▸ **Point labeling items**

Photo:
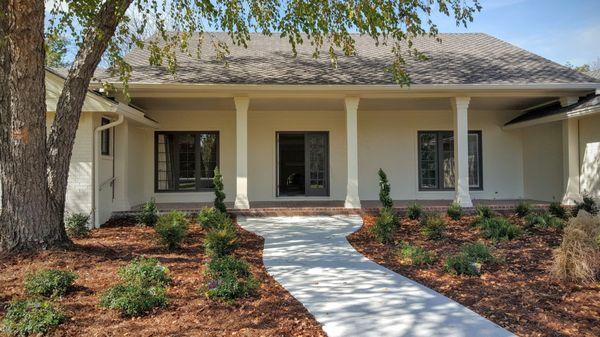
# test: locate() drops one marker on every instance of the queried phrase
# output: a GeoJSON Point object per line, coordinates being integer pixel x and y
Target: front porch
{"type": "Point", "coordinates": [332, 207]}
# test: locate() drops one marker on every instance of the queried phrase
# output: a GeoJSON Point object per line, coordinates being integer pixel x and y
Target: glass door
{"type": "Point", "coordinates": [317, 164]}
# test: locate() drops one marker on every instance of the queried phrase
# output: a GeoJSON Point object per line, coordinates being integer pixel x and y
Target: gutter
{"type": "Point", "coordinates": [96, 151]}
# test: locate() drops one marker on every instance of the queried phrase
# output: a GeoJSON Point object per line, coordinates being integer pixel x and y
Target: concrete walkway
{"type": "Point", "coordinates": [347, 293]}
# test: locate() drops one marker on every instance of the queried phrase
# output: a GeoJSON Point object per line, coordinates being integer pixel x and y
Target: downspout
{"type": "Point", "coordinates": [96, 193]}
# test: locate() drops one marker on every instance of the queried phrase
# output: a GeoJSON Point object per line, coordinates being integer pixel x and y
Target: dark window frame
{"type": "Point", "coordinates": [327, 164]}
{"type": "Point", "coordinates": [175, 190]}
{"type": "Point", "coordinates": [105, 136]}
{"type": "Point", "coordinates": [439, 170]}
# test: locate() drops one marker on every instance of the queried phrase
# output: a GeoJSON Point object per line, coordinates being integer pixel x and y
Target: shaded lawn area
{"type": "Point", "coordinates": [271, 312]}
{"type": "Point", "coordinates": [518, 293]}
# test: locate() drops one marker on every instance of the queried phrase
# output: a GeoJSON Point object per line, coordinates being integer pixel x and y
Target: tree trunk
{"type": "Point", "coordinates": [24, 221]}
{"type": "Point", "coordinates": [68, 108]}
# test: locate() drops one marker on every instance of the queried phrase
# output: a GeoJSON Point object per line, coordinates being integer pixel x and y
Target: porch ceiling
{"type": "Point", "coordinates": [335, 104]}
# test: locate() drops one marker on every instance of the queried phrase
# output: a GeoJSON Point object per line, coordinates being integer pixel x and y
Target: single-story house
{"type": "Point", "coordinates": [482, 120]}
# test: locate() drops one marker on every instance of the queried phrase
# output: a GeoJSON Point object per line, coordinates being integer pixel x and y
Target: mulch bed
{"type": "Point", "coordinates": [271, 312]}
{"type": "Point", "coordinates": [518, 294]}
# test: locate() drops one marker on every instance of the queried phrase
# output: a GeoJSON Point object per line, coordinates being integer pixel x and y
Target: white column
{"type": "Point", "coordinates": [352, 198]}
{"type": "Point", "coordinates": [460, 107]}
{"type": "Point", "coordinates": [570, 136]}
{"type": "Point", "coordinates": [241, 138]}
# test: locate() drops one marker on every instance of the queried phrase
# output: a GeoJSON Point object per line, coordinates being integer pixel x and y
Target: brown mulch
{"type": "Point", "coordinates": [271, 312]}
{"type": "Point", "coordinates": [518, 293]}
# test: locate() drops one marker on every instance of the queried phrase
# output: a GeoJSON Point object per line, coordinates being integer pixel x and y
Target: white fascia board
{"type": "Point", "coordinates": [554, 118]}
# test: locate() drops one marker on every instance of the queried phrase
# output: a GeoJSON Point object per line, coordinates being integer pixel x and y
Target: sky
{"type": "Point", "coordinates": [560, 30]}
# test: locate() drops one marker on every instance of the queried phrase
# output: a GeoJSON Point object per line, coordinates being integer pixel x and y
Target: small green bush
{"type": "Point", "coordinates": [76, 225]}
{"type": "Point", "coordinates": [558, 210]}
{"type": "Point", "coordinates": [133, 299]}
{"type": "Point", "coordinates": [415, 255]}
{"type": "Point", "coordinates": [433, 226]}
{"type": "Point", "coordinates": [543, 220]}
{"type": "Point", "coordinates": [49, 282]}
{"type": "Point", "coordinates": [31, 316]}
{"type": "Point", "coordinates": [149, 214]}
{"type": "Point", "coordinates": [588, 204]}
{"type": "Point", "coordinates": [211, 218]}
{"type": "Point", "coordinates": [219, 191]}
{"type": "Point", "coordinates": [455, 212]}
{"type": "Point", "coordinates": [385, 226]}
{"type": "Point", "coordinates": [414, 211]}
{"type": "Point", "coordinates": [499, 229]}
{"type": "Point", "coordinates": [522, 209]}
{"type": "Point", "coordinates": [220, 242]}
{"type": "Point", "coordinates": [461, 264]}
{"type": "Point", "coordinates": [478, 252]}
{"type": "Point", "coordinates": [145, 272]}
{"type": "Point", "coordinates": [172, 229]}
{"type": "Point", "coordinates": [229, 278]}
{"type": "Point", "coordinates": [384, 190]}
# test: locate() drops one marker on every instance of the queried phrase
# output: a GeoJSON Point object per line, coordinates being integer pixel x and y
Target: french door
{"type": "Point", "coordinates": [302, 163]}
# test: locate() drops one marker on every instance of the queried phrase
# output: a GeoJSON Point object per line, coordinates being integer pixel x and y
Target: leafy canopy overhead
{"type": "Point", "coordinates": [165, 27]}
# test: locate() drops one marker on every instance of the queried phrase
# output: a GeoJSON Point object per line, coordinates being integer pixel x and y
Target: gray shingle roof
{"type": "Point", "coordinates": [469, 58]}
{"type": "Point", "coordinates": [595, 74]}
{"type": "Point", "coordinates": [591, 101]}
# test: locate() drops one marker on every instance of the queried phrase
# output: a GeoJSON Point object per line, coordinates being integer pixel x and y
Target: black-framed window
{"type": "Point", "coordinates": [436, 160]}
{"type": "Point", "coordinates": [105, 138]}
{"type": "Point", "coordinates": [185, 161]}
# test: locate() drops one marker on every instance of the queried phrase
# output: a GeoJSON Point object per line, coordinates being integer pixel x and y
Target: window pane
{"type": "Point", "coordinates": [447, 144]}
{"type": "Point", "coordinates": [165, 159]}
{"type": "Point", "coordinates": [208, 159]}
{"type": "Point", "coordinates": [187, 162]}
{"type": "Point", "coordinates": [428, 158]}
{"type": "Point", "coordinates": [474, 179]}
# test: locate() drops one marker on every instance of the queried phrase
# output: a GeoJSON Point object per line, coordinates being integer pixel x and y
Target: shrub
{"type": "Point", "coordinates": [478, 252]}
{"type": "Point", "coordinates": [384, 190]}
{"type": "Point", "coordinates": [454, 211]}
{"type": "Point", "coordinates": [484, 212]}
{"type": "Point", "coordinates": [133, 299]}
{"type": "Point", "coordinates": [433, 226]}
{"type": "Point", "coordinates": [229, 278]}
{"type": "Point", "coordinates": [385, 226]}
{"type": "Point", "coordinates": [461, 264]}
{"type": "Point", "coordinates": [149, 214]}
{"type": "Point", "coordinates": [49, 282]}
{"type": "Point", "coordinates": [219, 194]}
{"type": "Point", "coordinates": [210, 218]}
{"type": "Point", "coordinates": [415, 255]}
{"type": "Point", "coordinates": [588, 204]}
{"type": "Point", "coordinates": [172, 229]}
{"type": "Point", "coordinates": [499, 229]}
{"type": "Point", "coordinates": [76, 225]}
{"type": "Point", "coordinates": [578, 257]}
{"type": "Point", "coordinates": [220, 242]}
{"type": "Point", "coordinates": [145, 272]}
{"type": "Point", "coordinates": [28, 317]}
{"type": "Point", "coordinates": [414, 211]}
{"type": "Point", "coordinates": [558, 210]}
{"type": "Point", "coordinates": [522, 209]}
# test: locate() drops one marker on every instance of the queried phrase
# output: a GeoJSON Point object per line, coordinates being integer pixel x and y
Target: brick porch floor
{"type": "Point", "coordinates": [329, 207]}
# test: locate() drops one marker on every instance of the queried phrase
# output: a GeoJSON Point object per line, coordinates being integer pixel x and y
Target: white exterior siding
{"type": "Point", "coordinates": [589, 155]}
{"type": "Point", "coordinates": [543, 162]}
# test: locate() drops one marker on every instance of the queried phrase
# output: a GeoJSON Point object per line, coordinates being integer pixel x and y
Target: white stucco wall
{"type": "Point", "coordinates": [80, 182]}
{"type": "Point", "coordinates": [589, 155]}
{"type": "Point", "coordinates": [543, 162]}
{"type": "Point", "coordinates": [388, 139]}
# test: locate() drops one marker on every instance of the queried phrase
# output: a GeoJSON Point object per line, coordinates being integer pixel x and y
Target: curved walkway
{"type": "Point", "coordinates": [349, 294]}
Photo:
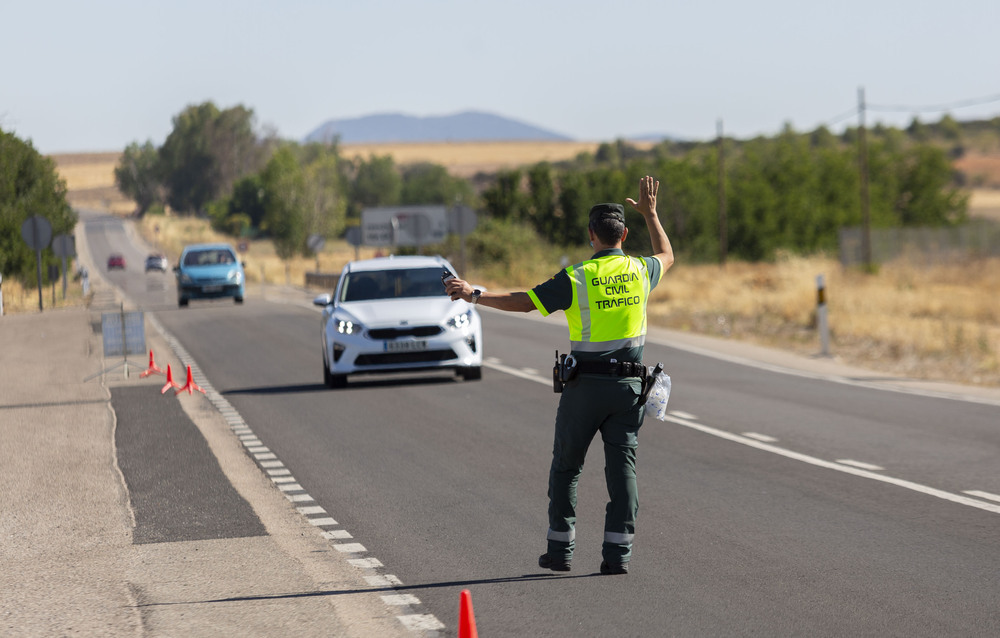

▸ **EXERCISE PROMPT**
Report every line of the items above that contains the string "walkway", and treat uppercase and lowercase as different.

▸ **COMPLETED EXERCISE**
Target: concrete walkway
Target: curved walkway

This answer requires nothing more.